Brief - The line containing "locate the white foam" marks the start; return it and every line after it in the listing below, exactly, through the last.

(Excerpts of location labeling data)
* * * * * * * * *

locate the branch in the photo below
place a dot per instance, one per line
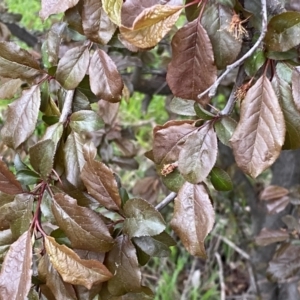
(166, 201)
(213, 88)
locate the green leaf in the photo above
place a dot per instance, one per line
(72, 67)
(198, 154)
(42, 156)
(283, 31)
(17, 63)
(17, 266)
(225, 128)
(8, 183)
(21, 118)
(220, 180)
(122, 262)
(85, 121)
(193, 217)
(142, 219)
(85, 229)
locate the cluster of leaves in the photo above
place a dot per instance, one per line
(88, 237)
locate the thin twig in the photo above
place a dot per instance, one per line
(213, 88)
(166, 201)
(67, 108)
(221, 276)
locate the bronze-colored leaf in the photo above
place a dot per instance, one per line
(101, 184)
(198, 154)
(50, 7)
(85, 229)
(259, 136)
(96, 24)
(272, 192)
(8, 182)
(122, 262)
(15, 276)
(72, 67)
(168, 140)
(72, 268)
(151, 25)
(17, 63)
(21, 118)
(267, 237)
(105, 80)
(296, 87)
(193, 217)
(192, 54)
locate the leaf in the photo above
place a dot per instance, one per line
(259, 136)
(220, 180)
(72, 268)
(96, 24)
(225, 128)
(168, 140)
(101, 184)
(105, 80)
(272, 192)
(150, 26)
(50, 7)
(42, 157)
(21, 118)
(198, 154)
(192, 53)
(113, 10)
(193, 217)
(8, 183)
(267, 237)
(85, 229)
(85, 121)
(74, 159)
(142, 219)
(9, 88)
(283, 31)
(17, 63)
(72, 67)
(122, 262)
(286, 262)
(296, 87)
(15, 276)
(155, 246)
(182, 107)
(216, 21)
(291, 114)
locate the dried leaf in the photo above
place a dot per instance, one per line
(193, 217)
(8, 183)
(42, 157)
(72, 268)
(21, 118)
(85, 229)
(96, 24)
(273, 192)
(101, 184)
(267, 237)
(105, 80)
(15, 276)
(17, 63)
(259, 136)
(151, 25)
(198, 154)
(113, 10)
(72, 67)
(122, 262)
(142, 219)
(192, 53)
(50, 7)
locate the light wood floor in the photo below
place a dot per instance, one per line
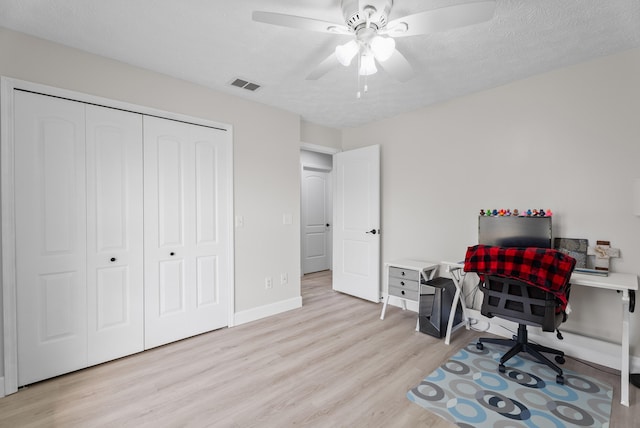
(331, 363)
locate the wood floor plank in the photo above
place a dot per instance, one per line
(331, 363)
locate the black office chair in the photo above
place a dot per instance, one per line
(520, 302)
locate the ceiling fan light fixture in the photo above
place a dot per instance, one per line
(345, 53)
(367, 65)
(382, 47)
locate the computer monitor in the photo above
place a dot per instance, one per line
(511, 231)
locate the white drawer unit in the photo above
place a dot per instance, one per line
(403, 281)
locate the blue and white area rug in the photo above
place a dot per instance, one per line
(469, 391)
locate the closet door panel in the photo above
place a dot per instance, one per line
(182, 221)
(114, 234)
(50, 236)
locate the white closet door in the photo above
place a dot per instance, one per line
(185, 222)
(50, 236)
(114, 234)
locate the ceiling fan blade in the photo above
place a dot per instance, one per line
(324, 67)
(299, 22)
(443, 19)
(398, 67)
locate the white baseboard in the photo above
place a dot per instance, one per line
(573, 345)
(267, 310)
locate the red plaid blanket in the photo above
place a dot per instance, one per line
(544, 268)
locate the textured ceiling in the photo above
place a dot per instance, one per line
(211, 42)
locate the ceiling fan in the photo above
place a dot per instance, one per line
(366, 21)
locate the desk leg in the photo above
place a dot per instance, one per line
(457, 278)
(452, 315)
(384, 307)
(624, 369)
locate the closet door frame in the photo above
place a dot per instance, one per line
(7, 194)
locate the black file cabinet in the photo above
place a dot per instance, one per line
(436, 298)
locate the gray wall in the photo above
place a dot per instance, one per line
(566, 140)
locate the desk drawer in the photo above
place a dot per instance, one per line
(412, 275)
(404, 293)
(403, 283)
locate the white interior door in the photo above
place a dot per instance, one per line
(114, 234)
(186, 245)
(50, 216)
(316, 220)
(356, 225)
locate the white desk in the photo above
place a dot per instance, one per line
(627, 283)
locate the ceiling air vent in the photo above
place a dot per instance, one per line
(240, 83)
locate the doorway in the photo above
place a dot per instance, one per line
(316, 211)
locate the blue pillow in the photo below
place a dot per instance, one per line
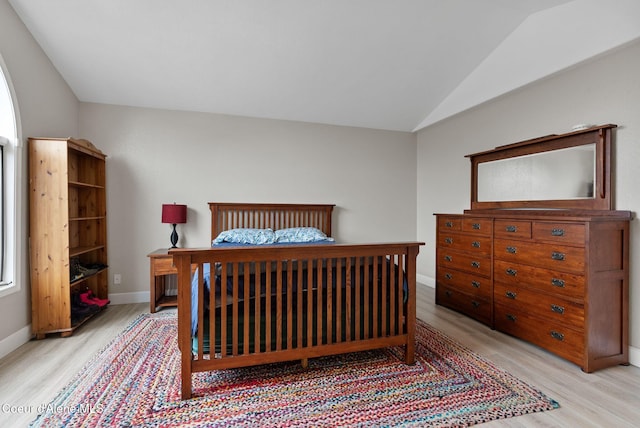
(300, 234)
(246, 236)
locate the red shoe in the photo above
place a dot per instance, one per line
(89, 298)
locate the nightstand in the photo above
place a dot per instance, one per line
(161, 266)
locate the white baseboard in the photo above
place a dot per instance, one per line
(426, 280)
(634, 353)
(634, 356)
(13, 342)
(126, 298)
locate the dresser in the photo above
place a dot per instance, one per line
(557, 280)
(541, 255)
(464, 271)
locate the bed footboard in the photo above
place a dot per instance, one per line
(262, 305)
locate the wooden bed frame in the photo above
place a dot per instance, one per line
(296, 325)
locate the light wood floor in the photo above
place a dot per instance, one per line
(33, 374)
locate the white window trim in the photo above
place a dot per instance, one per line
(13, 183)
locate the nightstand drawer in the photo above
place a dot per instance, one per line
(164, 266)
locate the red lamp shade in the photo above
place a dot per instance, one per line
(174, 214)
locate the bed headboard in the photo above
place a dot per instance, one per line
(231, 215)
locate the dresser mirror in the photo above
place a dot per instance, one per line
(568, 171)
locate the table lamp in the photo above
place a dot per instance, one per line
(174, 214)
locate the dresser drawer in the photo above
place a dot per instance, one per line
(555, 337)
(480, 226)
(513, 229)
(470, 243)
(164, 266)
(472, 263)
(449, 223)
(473, 285)
(569, 233)
(478, 309)
(549, 281)
(551, 256)
(544, 305)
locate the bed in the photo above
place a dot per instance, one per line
(241, 304)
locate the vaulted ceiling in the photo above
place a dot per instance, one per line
(385, 64)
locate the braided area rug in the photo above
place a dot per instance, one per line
(135, 381)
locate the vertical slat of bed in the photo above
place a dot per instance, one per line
(257, 308)
(357, 305)
(310, 304)
(212, 308)
(375, 290)
(366, 290)
(383, 297)
(348, 286)
(402, 263)
(319, 302)
(246, 313)
(223, 309)
(392, 294)
(329, 301)
(200, 338)
(267, 310)
(234, 310)
(339, 305)
(299, 307)
(290, 268)
(279, 307)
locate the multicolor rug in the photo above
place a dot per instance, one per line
(135, 381)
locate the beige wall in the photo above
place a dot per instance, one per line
(604, 90)
(159, 156)
(47, 107)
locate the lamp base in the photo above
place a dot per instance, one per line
(174, 237)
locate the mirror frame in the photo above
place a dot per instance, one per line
(602, 198)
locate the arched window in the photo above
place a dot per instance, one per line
(9, 193)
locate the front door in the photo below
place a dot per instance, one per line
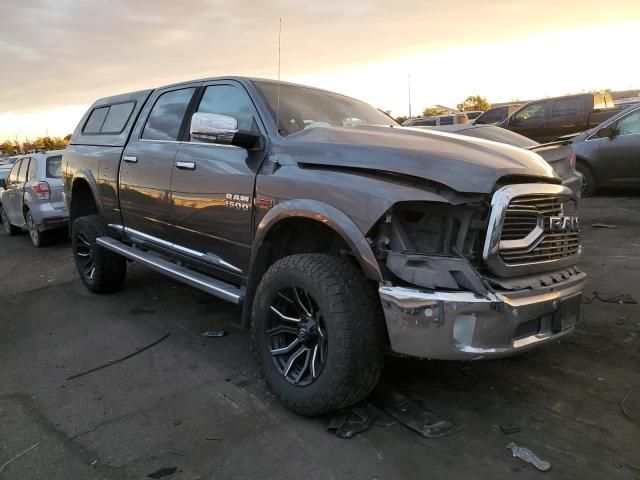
(147, 163)
(213, 185)
(620, 155)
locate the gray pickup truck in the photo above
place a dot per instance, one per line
(342, 234)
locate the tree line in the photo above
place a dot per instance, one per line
(15, 147)
(470, 104)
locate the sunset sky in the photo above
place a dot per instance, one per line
(60, 55)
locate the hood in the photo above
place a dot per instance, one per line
(464, 164)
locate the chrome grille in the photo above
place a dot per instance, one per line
(529, 215)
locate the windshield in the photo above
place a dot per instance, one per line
(303, 107)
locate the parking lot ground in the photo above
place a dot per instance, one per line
(196, 406)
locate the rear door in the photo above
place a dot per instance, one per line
(17, 194)
(147, 163)
(620, 155)
(212, 187)
(565, 116)
(530, 121)
(9, 195)
(53, 176)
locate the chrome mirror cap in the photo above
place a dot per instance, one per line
(213, 128)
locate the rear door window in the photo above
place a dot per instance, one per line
(491, 116)
(532, 114)
(167, 114)
(629, 125)
(54, 166)
(33, 171)
(13, 175)
(95, 120)
(117, 117)
(565, 109)
(22, 173)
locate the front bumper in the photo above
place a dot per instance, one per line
(467, 326)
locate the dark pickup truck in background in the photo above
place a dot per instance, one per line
(551, 118)
(341, 234)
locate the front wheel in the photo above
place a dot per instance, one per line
(317, 332)
(101, 270)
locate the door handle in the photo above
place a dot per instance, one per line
(186, 165)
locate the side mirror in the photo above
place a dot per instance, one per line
(220, 129)
(607, 132)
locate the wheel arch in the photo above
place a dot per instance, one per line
(321, 218)
(83, 198)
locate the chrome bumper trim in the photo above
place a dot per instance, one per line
(466, 326)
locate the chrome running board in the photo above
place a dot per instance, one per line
(207, 284)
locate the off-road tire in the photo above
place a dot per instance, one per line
(109, 268)
(588, 187)
(38, 239)
(6, 224)
(354, 325)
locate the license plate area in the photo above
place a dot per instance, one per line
(567, 314)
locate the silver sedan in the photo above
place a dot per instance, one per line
(31, 198)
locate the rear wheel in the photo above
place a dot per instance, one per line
(101, 270)
(317, 332)
(6, 224)
(38, 238)
(588, 187)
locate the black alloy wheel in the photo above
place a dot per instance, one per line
(85, 257)
(296, 336)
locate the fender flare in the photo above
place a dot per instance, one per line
(327, 215)
(86, 176)
(313, 210)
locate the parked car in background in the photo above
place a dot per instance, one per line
(558, 154)
(547, 120)
(609, 154)
(496, 114)
(451, 119)
(341, 234)
(473, 114)
(6, 164)
(32, 197)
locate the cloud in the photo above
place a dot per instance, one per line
(61, 53)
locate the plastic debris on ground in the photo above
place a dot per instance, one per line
(509, 429)
(620, 298)
(348, 423)
(413, 415)
(213, 333)
(529, 457)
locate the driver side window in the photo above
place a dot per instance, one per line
(532, 113)
(228, 100)
(629, 125)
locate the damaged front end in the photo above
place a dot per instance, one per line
(482, 278)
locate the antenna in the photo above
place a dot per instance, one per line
(409, 84)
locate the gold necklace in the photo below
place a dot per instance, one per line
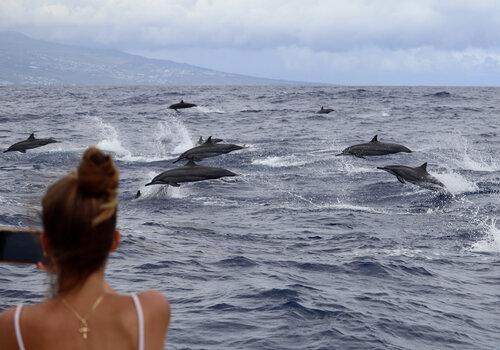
(84, 328)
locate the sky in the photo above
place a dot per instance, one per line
(347, 42)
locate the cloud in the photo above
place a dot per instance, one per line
(342, 41)
(331, 26)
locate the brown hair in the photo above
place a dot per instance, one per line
(79, 219)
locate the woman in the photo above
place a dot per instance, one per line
(79, 218)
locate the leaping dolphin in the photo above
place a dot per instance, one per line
(374, 148)
(208, 149)
(325, 110)
(30, 143)
(182, 105)
(417, 176)
(201, 141)
(190, 172)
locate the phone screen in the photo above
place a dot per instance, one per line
(20, 246)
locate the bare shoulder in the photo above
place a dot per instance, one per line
(157, 318)
(7, 338)
(155, 302)
(7, 318)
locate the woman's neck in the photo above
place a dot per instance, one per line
(93, 286)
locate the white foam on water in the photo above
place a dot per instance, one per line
(161, 191)
(456, 183)
(279, 162)
(209, 110)
(171, 138)
(468, 158)
(491, 240)
(352, 207)
(345, 164)
(111, 141)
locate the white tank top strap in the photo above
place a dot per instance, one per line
(17, 327)
(140, 321)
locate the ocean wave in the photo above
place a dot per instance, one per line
(280, 161)
(491, 240)
(203, 109)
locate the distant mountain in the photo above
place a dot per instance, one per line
(24, 60)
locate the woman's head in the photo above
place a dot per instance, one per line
(79, 219)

* * * * * * * * *

Response -
locate the white foam on water in the photo above
place a dot per instance, one per line
(161, 191)
(456, 183)
(279, 162)
(209, 110)
(171, 138)
(468, 158)
(491, 240)
(352, 207)
(345, 164)
(111, 141)
locate the white tank top strap in the photo above
place a dot per instance, one per line
(17, 327)
(140, 321)
locate the ocean wave in the photo above
place a dot per instance, one per line
(280, 161)
(491, 240)
(203, 109)
locate the distant mountain in the photo above
place a dot per instance, one per line
(24, 60)
locate the woman's head in the photo above
place a dot per instance, one per line
(79, 219)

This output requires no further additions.